=== Begin Enclosure ===

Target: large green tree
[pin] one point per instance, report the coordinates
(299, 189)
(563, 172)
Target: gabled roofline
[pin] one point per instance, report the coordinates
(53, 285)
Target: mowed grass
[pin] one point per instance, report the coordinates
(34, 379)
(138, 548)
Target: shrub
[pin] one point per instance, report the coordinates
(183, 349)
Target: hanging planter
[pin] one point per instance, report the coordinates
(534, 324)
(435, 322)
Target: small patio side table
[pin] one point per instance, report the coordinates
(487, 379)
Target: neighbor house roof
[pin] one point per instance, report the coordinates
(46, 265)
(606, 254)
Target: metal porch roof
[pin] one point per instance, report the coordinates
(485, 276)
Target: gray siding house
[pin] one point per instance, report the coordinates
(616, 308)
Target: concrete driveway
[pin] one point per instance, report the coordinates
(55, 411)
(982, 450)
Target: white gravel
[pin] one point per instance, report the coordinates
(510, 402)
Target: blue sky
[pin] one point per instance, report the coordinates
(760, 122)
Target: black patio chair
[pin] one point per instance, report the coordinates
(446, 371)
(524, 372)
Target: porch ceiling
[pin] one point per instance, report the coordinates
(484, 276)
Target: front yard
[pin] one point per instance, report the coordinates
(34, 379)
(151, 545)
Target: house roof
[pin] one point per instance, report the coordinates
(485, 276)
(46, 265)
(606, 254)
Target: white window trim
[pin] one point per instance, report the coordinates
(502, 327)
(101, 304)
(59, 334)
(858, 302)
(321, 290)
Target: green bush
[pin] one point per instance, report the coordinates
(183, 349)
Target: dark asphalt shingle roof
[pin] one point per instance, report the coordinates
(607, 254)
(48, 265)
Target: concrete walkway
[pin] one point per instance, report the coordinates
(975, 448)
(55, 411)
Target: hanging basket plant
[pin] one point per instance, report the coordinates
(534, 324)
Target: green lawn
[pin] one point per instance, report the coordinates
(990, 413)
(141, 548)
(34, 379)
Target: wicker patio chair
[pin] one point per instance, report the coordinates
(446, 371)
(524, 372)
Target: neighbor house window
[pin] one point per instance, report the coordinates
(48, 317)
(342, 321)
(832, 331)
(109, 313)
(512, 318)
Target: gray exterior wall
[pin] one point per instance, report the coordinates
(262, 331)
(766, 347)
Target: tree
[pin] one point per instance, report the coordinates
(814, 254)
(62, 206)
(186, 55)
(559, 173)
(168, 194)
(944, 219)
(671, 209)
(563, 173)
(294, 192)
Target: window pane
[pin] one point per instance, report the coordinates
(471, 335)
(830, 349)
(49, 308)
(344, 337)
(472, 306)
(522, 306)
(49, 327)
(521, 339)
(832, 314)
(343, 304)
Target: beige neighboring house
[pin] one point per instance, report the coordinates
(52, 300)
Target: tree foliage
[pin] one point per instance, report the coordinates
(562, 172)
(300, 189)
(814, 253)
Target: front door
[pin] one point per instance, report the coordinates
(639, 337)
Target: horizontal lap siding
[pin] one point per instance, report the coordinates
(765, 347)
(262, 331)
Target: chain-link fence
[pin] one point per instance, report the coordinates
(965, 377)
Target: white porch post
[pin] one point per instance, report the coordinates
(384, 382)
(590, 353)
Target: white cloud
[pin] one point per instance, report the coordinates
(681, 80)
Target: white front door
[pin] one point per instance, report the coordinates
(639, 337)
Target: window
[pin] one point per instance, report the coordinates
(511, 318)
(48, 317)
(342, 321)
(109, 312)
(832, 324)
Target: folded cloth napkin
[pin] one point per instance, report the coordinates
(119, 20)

=== End Enclosure ===

Exercise instructions —
Find each line in the data above with the word "white", then copy it.

Result of the exercise —
Target: white gravel
Target: white window trim
Target: white porch post
Target: white cloud
Target: white front door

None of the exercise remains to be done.